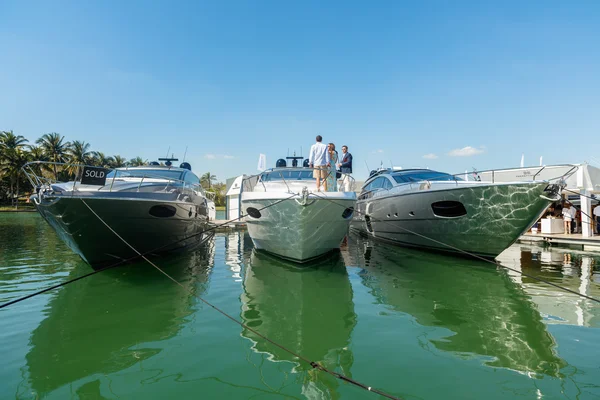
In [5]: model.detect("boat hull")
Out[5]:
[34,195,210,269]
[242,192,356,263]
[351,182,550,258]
==
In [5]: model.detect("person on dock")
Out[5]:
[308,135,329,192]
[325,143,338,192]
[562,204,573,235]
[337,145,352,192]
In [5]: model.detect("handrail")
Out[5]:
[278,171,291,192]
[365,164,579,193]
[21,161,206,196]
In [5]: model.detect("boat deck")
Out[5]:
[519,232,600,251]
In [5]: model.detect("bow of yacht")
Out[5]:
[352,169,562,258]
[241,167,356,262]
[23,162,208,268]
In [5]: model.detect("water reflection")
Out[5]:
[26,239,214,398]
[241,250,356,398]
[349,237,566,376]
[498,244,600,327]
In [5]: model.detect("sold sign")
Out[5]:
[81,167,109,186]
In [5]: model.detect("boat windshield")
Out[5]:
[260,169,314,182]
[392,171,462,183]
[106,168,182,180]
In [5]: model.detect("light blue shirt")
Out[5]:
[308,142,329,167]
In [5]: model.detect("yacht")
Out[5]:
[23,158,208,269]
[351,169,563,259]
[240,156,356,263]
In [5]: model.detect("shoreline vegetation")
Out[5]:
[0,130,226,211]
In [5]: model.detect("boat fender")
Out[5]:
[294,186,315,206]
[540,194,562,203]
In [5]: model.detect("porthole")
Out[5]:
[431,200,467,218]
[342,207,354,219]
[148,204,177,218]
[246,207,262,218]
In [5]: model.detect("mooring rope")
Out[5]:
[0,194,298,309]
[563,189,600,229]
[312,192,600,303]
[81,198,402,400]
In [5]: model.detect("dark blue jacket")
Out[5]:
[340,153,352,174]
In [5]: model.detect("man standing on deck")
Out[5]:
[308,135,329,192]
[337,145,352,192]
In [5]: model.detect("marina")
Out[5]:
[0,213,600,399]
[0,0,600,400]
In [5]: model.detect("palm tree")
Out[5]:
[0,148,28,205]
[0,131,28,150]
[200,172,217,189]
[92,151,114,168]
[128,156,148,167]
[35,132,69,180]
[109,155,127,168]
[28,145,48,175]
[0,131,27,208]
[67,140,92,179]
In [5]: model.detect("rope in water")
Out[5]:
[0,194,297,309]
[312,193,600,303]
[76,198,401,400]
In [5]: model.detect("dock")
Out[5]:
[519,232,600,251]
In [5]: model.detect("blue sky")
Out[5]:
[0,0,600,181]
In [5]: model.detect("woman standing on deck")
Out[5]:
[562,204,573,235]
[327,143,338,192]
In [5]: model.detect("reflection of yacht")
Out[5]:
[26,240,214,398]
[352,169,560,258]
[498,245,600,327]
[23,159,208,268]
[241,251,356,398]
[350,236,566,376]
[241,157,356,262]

→ **Your task**
Pull out each line of the records above that contains the string "blue". Case counts.

→ **Result**
In [5]: model.detect("light blue shirt")
In [5]: model.detect("dark blue jacket")
In [5]: model.detect("blue sky")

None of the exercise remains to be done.